Im ersten Moment war ich regelrecht erschrocken über Joanna Newsoms Stimme; das klingt in derart hohem Maß nach einem kleinen Mädchen, daß ich einen Moment vermutet hatte, daß man da mit einem Vocoder gearbeitet hat. Das hat man zwar nicht getan; es hält sich aber die ganze Zeit der Eindruck, es mit etwas Artifiziellem, äußerst Zerbrechlichen zu tun zu haben.
Das Hauptinstrument, von dem alle Songs getragen werden, ist die Harfe - und zwar, und das wird auch beim ersten Hinhören deutlich, gespielt von einem Virtuosen (Joanna Newsom herself, wie ich mittlerweile weiß), der ganz eigene Wege erkundet und hier Sachen macht, die ich so noch nicht gehört habe. Gelegentlich liefert die Harfe ostinate, an den Minimalismus eines Philip Glass erinnerende Begleitfiguren; anderswo kommen komplizierte rhythmische Überlagerungen, in denen der Puls zu verschwinden scheint. Neben den Ostinati in nur einer Tonart gibt es wilde harmonische Bewegungen, die aber immer mit diatonischem Material auskommen, d.h., ganz weitgehend mit reinen Dur- oder Mollakkorden. Das ergibt sich aus der Natur des Instruments, mit dem man bekanntlich chromatische Läufe nur mit Hilfe der Pedale spielen kann (pro Oktave gibt es nicht zwölf, sondern sieben Saiten).
Gleich zu Beginn begegnet man den Orchesterarrangements, die für vier der fünf Stücke eine große Bedeutung haben. Dabei handelt es sich nicht um irgendeine "Begleitung", die hinter oder unter den Harmonien liegt und nur einige Farben beisteuert; das Orchester ist neben Harfe und Stimme völlig gleichberechtigter und eigenständiger dritter Protagonist. Ab und an geht das so weit, daß es in wilden Dissonanzen dazwischen funkt; meistens fügt es sich aber in den harmonischen Rahmen, wenn auch immer mit Einwürfen, die auf ihrer thematischen Eigenständigkeit beharren.

• _Angezeigte Daten_
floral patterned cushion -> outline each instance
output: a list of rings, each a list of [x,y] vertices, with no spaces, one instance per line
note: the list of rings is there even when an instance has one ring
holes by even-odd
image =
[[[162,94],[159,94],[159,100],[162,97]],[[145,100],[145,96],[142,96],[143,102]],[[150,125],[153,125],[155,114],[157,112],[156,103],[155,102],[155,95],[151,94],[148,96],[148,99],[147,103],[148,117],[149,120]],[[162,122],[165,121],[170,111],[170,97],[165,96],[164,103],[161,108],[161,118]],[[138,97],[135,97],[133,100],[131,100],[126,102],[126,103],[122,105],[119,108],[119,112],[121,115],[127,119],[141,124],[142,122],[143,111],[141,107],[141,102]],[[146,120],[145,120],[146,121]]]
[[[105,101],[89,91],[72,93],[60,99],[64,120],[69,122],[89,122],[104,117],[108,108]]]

• _Aufgaben_
1) Gib an, wie viele Saiten die Harfe laut dem Text pro Oktave hat.
2) Kopiere aus dem Text genau den Abschnitt, der mit den Worten "Gleich zu Beginn" beginnt und nach den Worten "thematischen Eigenständigkeit beharren." endet.

• _Lösungen_
1) Sieben Saiten pro Oktave.

2)
Gleich zu Beginn begegnet man den Orchesterarrangements, die für vier der fünf Stücke eine große Bedeutung haben. Dabei handelt es sich nicht um irgendeine "Begleitung", die hinter oder unter den Harmonien liegt und nur einige Farben beisteuert; das Orchester ist neben Harfe und Stimme völlig gleichberechtigter und eigenständiger dritter Protagonist. Ab und an geht das so weit, daß es in wilden Dissonanzen dazwischen funkt; meistens fügt es sich aber in den harmonischen Rahmen, wenn auch immer mit Einwürfen, die auf ihrer thematischen Eigenständigkeit beharren.